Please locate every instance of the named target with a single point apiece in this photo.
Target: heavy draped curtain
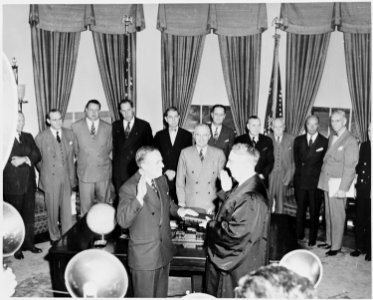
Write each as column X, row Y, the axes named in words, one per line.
column 54, row 60
column 305, row 61
column 181, row 59
column 55, row 35
column 54, row 55
column 308, row 27
column 240, row 57
column 355, row 23
column 118, row 76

┄┄┄┄┄┄

Every line of the material must be reproduced verbatim; the pictures are to be omitted.

# ANSWER TO THIS TASK
Please locate every instance of the named target with a single point apiece in this photo.
Target: heavy draped curtain
Write each as column X, row Y, the axes named in words, one per line.
column 54, row 60
column 305, row 61
column 181, row 59
column 55, row 35
column 54, row 55
column 308, row 27
column 240, row 57
column 355, row 23
column 118, row 76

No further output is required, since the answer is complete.